_PROVIDED PASSAGE_.
****
In Perth, the Green Room (good for live music too), the Greyfriars Bar and the Kirkside Bar are the best real ale pubs, but actually the ideal would be to go a little way north to Moulin, a suburb of Pitlochry, where the Moulin Brewery has been building a great reputation since 1995 (Inveralmond isn’t bad either, but they’ve only been going since 1997, so what would they know?). The multinational craft beer monster that is Brewdog (founded in Aberdeen) also has pubs (or ‘bars’) in Dundee and Perth, if that’s your thing. I just noticed yesterday that Brewdog will be opening a pub here in Cambridge soon – good news, if you take the view that any new pub expands the market for real ale and good beer.

Update

As promised at the start – an update on Dundee’s cultural offering – the West Ward Works on Guthrie Street, where the Beano and Dandy annuals were printed, is to be redeveloped into a hub for designers, artists and other creative workers and companies, and will house a comic museum and spaces for live performances and exhibitions.
And it seems that an e-bike sharing scheme will open in July (2019) – presumably using charging stations rather than the dockless model that has become so popular recently for non-electric bike-sharing schemes.
****
_EXTRACTED INFORMATION_.
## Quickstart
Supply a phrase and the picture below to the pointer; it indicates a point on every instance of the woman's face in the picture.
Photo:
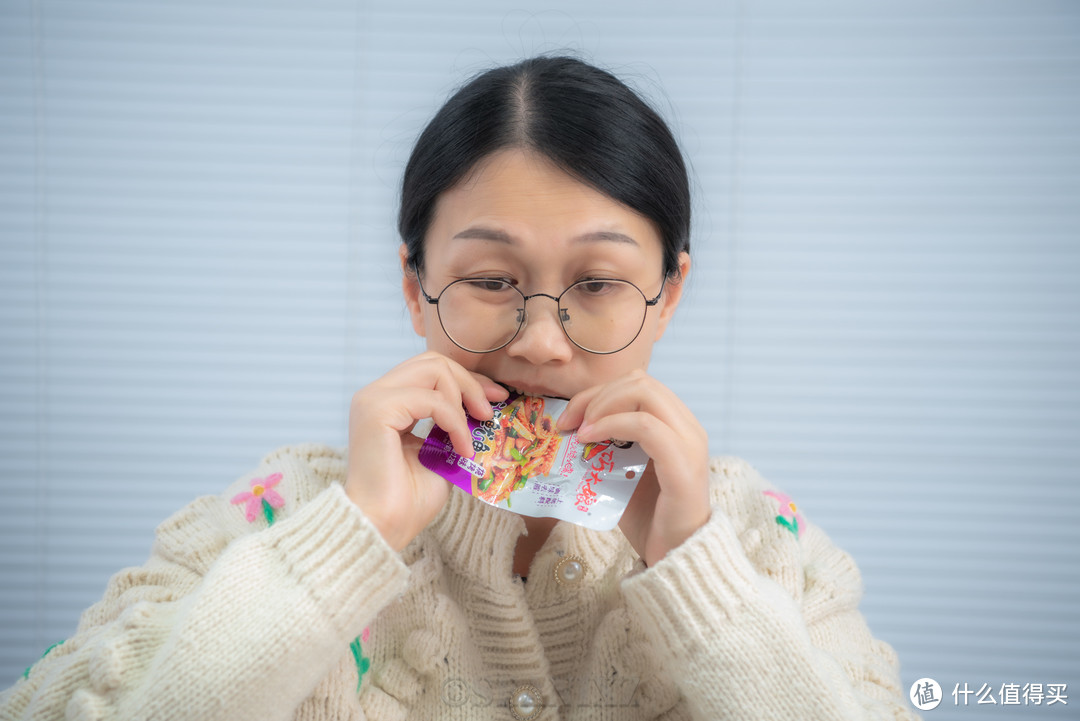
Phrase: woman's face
****
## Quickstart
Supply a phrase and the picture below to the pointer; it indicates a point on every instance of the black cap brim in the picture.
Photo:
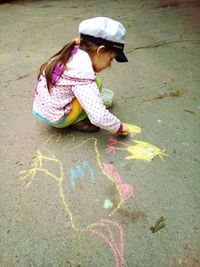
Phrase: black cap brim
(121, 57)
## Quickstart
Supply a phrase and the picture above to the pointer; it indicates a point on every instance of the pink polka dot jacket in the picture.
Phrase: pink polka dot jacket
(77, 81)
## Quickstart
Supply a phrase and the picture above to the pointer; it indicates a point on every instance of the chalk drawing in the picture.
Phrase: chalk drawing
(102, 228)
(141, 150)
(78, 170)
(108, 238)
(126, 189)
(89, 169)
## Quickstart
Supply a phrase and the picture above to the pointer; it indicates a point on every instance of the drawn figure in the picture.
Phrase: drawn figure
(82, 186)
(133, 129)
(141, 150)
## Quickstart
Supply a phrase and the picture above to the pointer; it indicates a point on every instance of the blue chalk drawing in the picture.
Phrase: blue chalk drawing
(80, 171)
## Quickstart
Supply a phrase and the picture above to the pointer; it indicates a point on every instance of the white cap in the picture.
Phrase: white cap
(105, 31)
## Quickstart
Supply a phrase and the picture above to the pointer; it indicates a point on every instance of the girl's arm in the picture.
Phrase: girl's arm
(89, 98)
****
_INSTRUCTION 1_.
In the passage on Dundee and Perth, turn the paragraph that begins "In Perth, the Green Room" into a bulleted list that keeps its main facts.
_INSTRUCTION 2_.
Carry the passage on Dundee and Perth forward from its final sentence.
The records come from a different source than the passage.

_RIGHT ANSWER 1_.
- The best real ale pubs in Perth are the Green Room (also good for live music), the Greyfriars Bar and the Kirkside Bar.
- A better choice is Moulin, a suburb of Pitlochry a little way north, where the Moulin Brewery has been building a strong reputation since 1995.
- Inveralmond is also decent but has only been operating since 1997.
- Brewdog, the multinational craft beer company founded in Aberdeen, has bars in Dundee and Perth.
- Brewdog will soon open a pub in Cambridge. That is good news if any new pub is seen as expanding the market for real ale and good beer.

_RIGHT ANSWER 2_.
Belgium – it’s not just beer and bikes

(but that’s a good start, say Rob and Nigel). We were an odd trio of cyclists, me on a fairly heavy town bike rented in Bruges, Rob (who’s previously featured in accounts of cycling in Taiwan and Yorkshire) on his folder and Nigel on a carbon-fibre Audax bike that he’d have liked to sleep with at night, but it worked very well – partly because the infrastructure is so good and there’s a positive Dutch-style cycling culture. This meant that even where the cycle tracks weren’t perfect we could still feel safe and keep rolling along because we were confident that drivers would give way, in a way that they certainly wouldn’t in the UK. The infrastructure felt like a slightly cheaper version of the Dutch gold standard, ie even the best segregated tracks were only three metres wide, not enough for cyclists to overtake in each direction simultaneously. Watch out for the Omleiding signs – if they say that a cycle route is closed for construction and you should follow a diversion, just do it – there really won’t be a way for cyclists to sneak past.

 

Renting a bike worked fine for a trip involving 50-60km a day at most, and that largely along wide canal towpaths and the like. It was a sit-up-and-beg (or sit-up-and-look-around) bike with seven gears that I called my momentum machine – pretty good in a straight line but not particularly manoeuvrable (similar to the Vélib bikes I rode in Paris a few days later); it was better on the all-too-common cobbles than the folder, but still not comfortable. Apparently (according to an article Rob once wrote), Dutch-style sit-up-and-beg bikes are great for women for certain anatomical reasons, but I don’t know why men would bother with them. There’s no denying the women look great, though, as they sail past with legs fully extended. My bike didn’t feel as if it had a long-distance saddle (or maybe I just don’t have a long-distance bottom), but I’d be happy to rent one for a week again – you should bring your own panniers, as in Taiwan (probably a good rule anywhere), and a U-lock.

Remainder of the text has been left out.